数据内容:
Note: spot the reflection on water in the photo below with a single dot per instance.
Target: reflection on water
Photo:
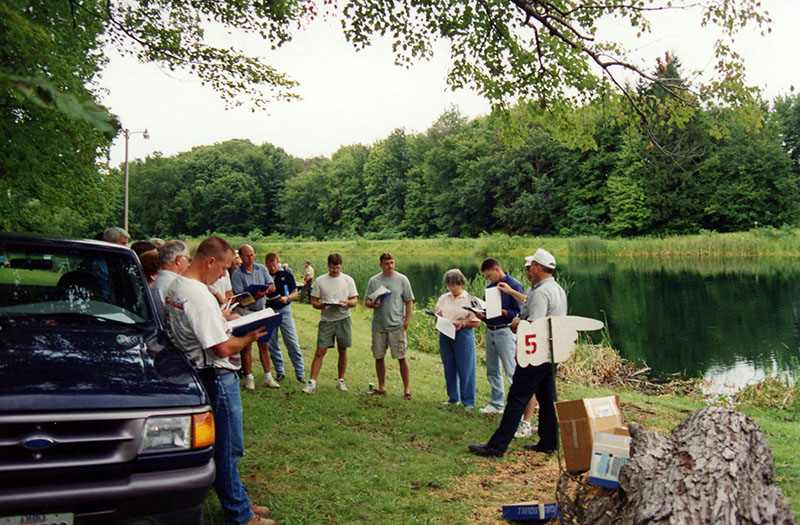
(731, 320)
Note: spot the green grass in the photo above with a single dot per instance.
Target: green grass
(345, 457)
(757, 242)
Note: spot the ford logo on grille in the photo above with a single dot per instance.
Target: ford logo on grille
(39, 443)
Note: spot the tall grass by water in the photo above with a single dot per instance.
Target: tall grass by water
(757, 242)
(345, 457)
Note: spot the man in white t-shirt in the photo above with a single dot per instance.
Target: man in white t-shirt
(222, 288)
(195, 325)
(334, 294)
(173, 259)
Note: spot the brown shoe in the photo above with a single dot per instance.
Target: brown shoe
(258, 510)
(258, 520)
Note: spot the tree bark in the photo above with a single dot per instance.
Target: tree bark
(714, 468)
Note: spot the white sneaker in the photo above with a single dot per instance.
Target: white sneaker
(523, 430)
(311, 387)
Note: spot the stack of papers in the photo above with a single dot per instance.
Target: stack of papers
(247, 323)
(380, 293)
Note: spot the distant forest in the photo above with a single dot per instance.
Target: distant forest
(607, 169)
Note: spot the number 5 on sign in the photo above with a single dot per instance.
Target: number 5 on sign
(533, 338)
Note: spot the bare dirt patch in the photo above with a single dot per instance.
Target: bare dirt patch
(519, 476)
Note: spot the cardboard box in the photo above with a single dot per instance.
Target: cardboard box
(611, 450)
(530, 511)
(578, 420)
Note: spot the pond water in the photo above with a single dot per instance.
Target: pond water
(729, 320)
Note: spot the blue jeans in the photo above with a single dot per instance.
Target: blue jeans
(458, 358)
(529, 380)
(229, 448)
(289, 332)
(501, 349)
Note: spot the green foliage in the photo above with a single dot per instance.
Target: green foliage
(51, 132)
(235, 187)
(546, 51)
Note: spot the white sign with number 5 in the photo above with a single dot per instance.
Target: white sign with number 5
(533, 338)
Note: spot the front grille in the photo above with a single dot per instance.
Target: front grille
(65, 440)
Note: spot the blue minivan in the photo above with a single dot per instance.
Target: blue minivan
(101, 419)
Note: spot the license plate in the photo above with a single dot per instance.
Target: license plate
(64, 518)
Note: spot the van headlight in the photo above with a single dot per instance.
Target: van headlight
(176, 433)
(166, 434)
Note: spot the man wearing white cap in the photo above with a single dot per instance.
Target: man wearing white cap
(544, 298)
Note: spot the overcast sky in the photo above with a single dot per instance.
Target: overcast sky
(354, 97)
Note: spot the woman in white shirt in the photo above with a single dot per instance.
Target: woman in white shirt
(458, 355)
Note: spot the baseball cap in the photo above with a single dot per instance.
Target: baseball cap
(542, 257)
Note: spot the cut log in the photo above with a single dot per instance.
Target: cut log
(715, 467)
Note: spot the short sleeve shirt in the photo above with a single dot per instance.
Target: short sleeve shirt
(546, 298)
(221, 285)
(391, 314)
(241, 279)
(334, 290)
(284, 286)
(159, 289)
(452, 308)
(507, 302)
(195, 324)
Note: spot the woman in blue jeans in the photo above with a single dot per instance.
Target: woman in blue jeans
(458, 354)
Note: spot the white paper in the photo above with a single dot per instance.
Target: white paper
(494, 305)
(249, 318)
(377, 293)
(446, 327)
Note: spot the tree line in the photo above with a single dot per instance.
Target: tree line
(602, 173)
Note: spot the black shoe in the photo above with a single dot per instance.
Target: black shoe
(485, 450)
(538, 448)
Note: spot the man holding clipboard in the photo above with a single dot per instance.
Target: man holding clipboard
(253, 278)
(545, 298)
(390, 296)
(195, 325)
(501, 344)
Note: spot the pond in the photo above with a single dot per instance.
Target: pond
(729, 320)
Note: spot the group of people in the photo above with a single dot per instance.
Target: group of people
(530, 386)
(195, 296)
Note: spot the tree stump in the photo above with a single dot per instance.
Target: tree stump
(715, 467)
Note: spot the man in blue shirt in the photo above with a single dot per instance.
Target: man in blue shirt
(286, 292)
(545, 298)
(250, 272)
(501, 343)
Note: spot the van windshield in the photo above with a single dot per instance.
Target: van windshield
(79, 283)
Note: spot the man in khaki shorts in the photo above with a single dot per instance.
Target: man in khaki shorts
(390, 318)
(334, 293)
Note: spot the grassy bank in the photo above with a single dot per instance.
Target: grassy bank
(757, 242)
(345, 457)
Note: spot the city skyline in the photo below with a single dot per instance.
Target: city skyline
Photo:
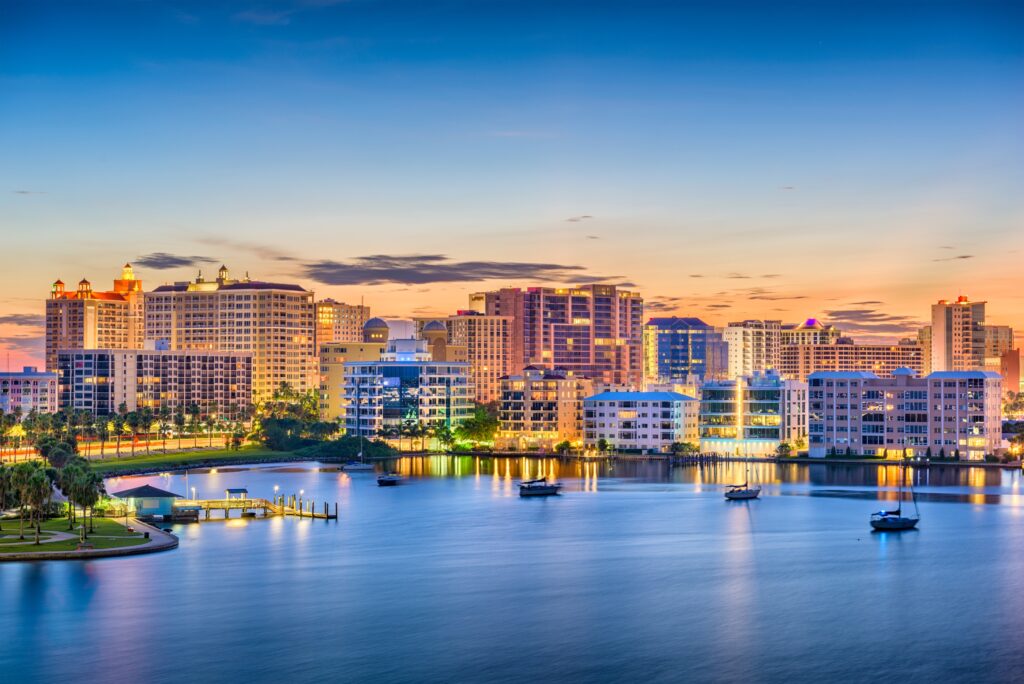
(854, 165)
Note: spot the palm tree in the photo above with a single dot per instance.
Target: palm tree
(4, 486)
(20, 477)
(37, 493)
(210, 423)
(164, 424)
(194, 419)
(179, 424)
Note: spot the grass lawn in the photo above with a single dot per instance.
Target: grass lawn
(109, 535)
(158, 461)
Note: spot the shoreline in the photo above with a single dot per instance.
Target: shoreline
(288, 457)
(159, 541)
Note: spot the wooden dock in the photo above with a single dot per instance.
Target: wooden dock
(283, 506)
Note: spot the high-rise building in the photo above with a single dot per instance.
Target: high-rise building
(540, 409)
(100, 380)
(593, 330)
(333, 357)
(925, 340)
(949, 414)
(754, 346)
(406, 385)
(27, 391)
(957, 335)
(274, 323)
(87, 318)
(676, 348)
(800, 360)
(643, 422)
(487, 340)
(753, 415)
(337, 322)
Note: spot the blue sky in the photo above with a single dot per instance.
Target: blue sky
(731, 160)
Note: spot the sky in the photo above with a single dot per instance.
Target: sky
(849, 161)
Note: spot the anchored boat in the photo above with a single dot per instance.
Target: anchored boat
(539, 487)
(895, 521)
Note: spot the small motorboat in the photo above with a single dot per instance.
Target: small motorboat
(892, 521)
(389, 479)
(895, 521)
(741, 493)
(539, 487)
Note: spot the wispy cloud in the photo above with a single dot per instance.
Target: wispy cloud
(425, 268)
(267, 252)
(872, 322)
(164, 260)
(25, 319)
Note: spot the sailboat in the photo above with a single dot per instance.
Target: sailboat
(743, 492)
(895, 521)
(360, 465)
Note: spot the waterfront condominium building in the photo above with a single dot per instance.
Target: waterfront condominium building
(800, 360)
(753, 415)
(487, 341)
(811, 331)
(642, 422)
(274, 323)
(957, 335)
(337, 322)
(404, 386)
(27, 391)
(87, 318)
(333, 357)
(539, 409)
(677, 348)
(949, 414)
(100, 380)
(593, 330)
(753, 346)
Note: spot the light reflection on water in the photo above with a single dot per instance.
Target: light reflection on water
(637, 571)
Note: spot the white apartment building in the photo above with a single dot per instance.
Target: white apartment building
(949, 414)
(643, 422)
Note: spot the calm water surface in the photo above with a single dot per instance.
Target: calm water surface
(635, 572)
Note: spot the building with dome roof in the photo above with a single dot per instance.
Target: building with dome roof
(87, 318)
(272, 322)
(338, 322)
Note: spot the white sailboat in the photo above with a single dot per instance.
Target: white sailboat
(895, 521)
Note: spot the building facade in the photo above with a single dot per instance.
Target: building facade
(642, 422)
(754, 346)
(811, 331)
(87, 318)
(333, 357)
(540, 409)
(101, 380)
(800, 360)
(753, 415)
(957, 335)
(27, 391)
(950, 414)
(677, 348)
(271, 322)
(595, 330)
(487, 340)
(337, 322)
(406, 386)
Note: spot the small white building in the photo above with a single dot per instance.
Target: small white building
(28, 390)
(641, 422)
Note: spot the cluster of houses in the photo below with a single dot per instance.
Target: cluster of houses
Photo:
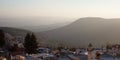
(12, 40)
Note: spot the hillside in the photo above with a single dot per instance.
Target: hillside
(98, 31)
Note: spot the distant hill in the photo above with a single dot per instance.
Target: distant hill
(14, 31)
(95, 30)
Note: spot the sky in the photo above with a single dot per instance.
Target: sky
(60, 8)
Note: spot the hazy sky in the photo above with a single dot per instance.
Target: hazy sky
(60, 8)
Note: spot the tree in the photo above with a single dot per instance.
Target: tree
(27, 43)
(30, 43)
(2, 40)
(34, 44)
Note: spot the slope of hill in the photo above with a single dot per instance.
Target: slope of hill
(80, 33)
(14, 31)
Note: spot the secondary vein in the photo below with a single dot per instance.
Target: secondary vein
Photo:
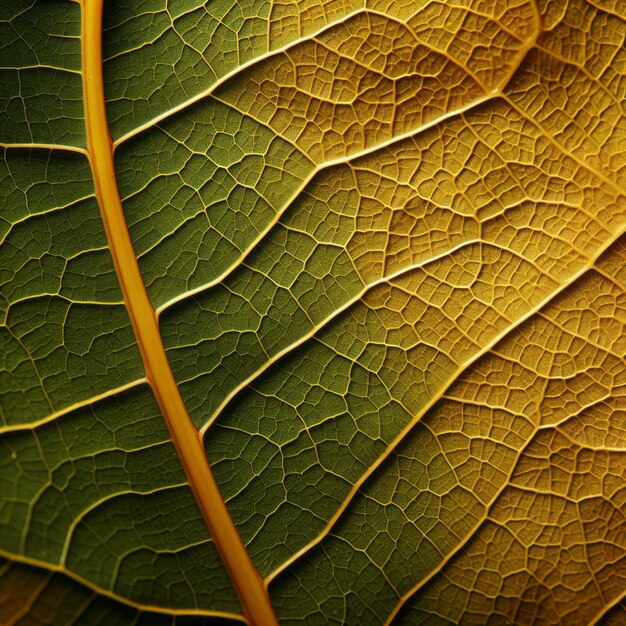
(247, 582)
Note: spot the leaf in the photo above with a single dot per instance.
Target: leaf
(313, 312)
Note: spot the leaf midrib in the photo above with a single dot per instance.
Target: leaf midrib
(187, 441)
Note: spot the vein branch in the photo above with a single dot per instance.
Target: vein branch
(246, 580)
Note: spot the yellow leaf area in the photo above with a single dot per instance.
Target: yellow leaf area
(312, 312)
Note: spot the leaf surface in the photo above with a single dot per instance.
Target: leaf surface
(312, 312)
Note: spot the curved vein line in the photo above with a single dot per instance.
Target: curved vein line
(69, 536)
(486, 516)
(157, 119)
(246, 580)
(73, 407)
(590, 168)
(112, 595)
(319, 168)
(417, 418)
(43, 146)
(327, 320)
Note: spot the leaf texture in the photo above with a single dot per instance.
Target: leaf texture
(359, 265)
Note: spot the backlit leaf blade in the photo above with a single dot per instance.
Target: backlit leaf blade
(384, 246)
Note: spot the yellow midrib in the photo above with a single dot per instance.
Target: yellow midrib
(187, 440)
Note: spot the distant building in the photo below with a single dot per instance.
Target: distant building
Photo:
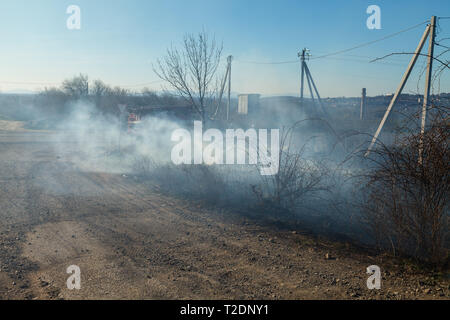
(248, 103)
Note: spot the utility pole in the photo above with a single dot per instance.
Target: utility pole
(230, 58)
(426, 95)
(362, 112)
(302, 59)
(400, 87)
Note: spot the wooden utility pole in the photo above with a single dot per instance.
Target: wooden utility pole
(400, 87)
(230, 58)
(308, 74)
(362, 111)
(426, 96)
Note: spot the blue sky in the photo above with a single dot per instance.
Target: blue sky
(119, 40)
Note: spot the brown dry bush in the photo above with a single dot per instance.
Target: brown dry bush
(297, 177)
(407, 199)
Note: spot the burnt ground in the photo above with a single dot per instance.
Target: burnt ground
(132, 242)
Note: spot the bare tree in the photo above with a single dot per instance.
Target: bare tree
(407, 201)
(192, 71)
(76, 87)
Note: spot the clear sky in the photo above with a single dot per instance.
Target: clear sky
(120, 39)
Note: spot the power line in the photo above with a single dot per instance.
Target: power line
(370, 42)
(271, 62)
(340, 51)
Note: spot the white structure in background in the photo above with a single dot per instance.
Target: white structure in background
(248, 103)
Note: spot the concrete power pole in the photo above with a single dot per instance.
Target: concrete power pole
(426, 96)
(302, 59)
(401, 86)
(362, 112)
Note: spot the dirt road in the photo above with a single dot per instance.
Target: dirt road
(132, 242)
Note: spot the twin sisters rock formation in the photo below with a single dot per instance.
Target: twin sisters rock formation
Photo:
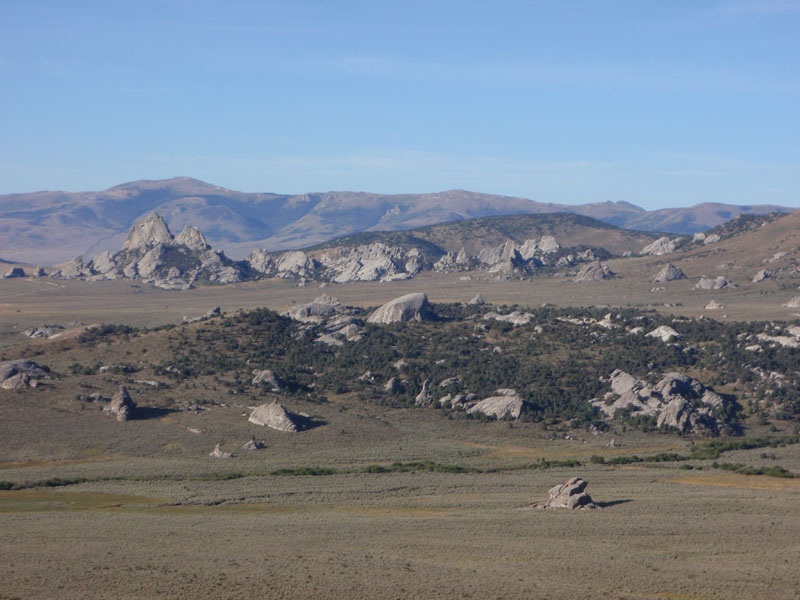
(153, 254)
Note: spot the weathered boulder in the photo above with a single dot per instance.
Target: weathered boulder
(12, 368)
(45, 331)
(793, 303)
(192, 238)
(253, 445)
(218, 453)
(121, 406)
(275, 416)
(665, 333)
(761, 276)
(14, 272)
(669, 273)
(662, 245)
(317, 311)
(268, 379)
(424, 398)
(393, 386)
(718, 283)
(499, 406)
(516, 317)
(571, 494)
(593, 271)
(148, 232)
(411, 307)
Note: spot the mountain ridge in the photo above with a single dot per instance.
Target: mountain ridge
(52, 226)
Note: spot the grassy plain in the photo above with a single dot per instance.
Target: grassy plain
(147, 513)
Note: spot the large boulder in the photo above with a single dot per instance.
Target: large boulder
(121, 406)
(665, 333)
(14, 272)
(317, 311)
(411, 307)
(275, 416)
(148, 232)
(571, 494)
(504, 405)
(662, 245)
(669, 273)
(594, 271)
(717, 283)
(192, 238)
(15, 374)
(268, 379)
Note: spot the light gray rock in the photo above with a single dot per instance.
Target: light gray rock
(661, 246)
(499, 406)
(24, 366)
(665, 333)
(192, 238)
(594, 271)
(718, 283)
(275, 416)
(761, 276)
(393, 386)
(411, 307)
(268, 379)
(122, 406)
(148, 232)
(14, 272)
(516, 317)
(44, 331)
(218, 453)
(669, 273)
(424, 398)
(571, 495)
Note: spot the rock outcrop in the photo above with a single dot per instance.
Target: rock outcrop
(662, 245)
(594, 271)
(508, 404)
(122, 406)
(665, 333)
(762, 275)
(14, 272)
(718, 283)
(275, 416)
(16, 374)
(677, 401)
(669, 273)
(268, 380)
(152, 254)
(411, 307)
(571, 494)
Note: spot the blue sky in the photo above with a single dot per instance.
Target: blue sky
(659, 103)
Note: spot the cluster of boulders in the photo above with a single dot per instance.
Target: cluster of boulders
(571, 495)
(122, 407)
(275, 416)
(382, 262)
(17, 374)
(594, 271)
(504, 403)
(677, 401)
(151, 253)
(366, 262)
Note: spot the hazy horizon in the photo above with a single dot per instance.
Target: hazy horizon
(656, 104)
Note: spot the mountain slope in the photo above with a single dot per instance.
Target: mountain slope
(49, 227)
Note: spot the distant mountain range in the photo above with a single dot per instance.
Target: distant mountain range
(49, 227)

任务说明:
从包含“Note: spot the distant mountain”的那一行开始，一直到材料的最后一行（首尾两行都算在内），把这些行排成编号列表，空行略去。

完成结果:
1. Note: spot the distant mountain range in the photo above with a single dot per instance.
2. Target: distant mountain range
3. (49, 227)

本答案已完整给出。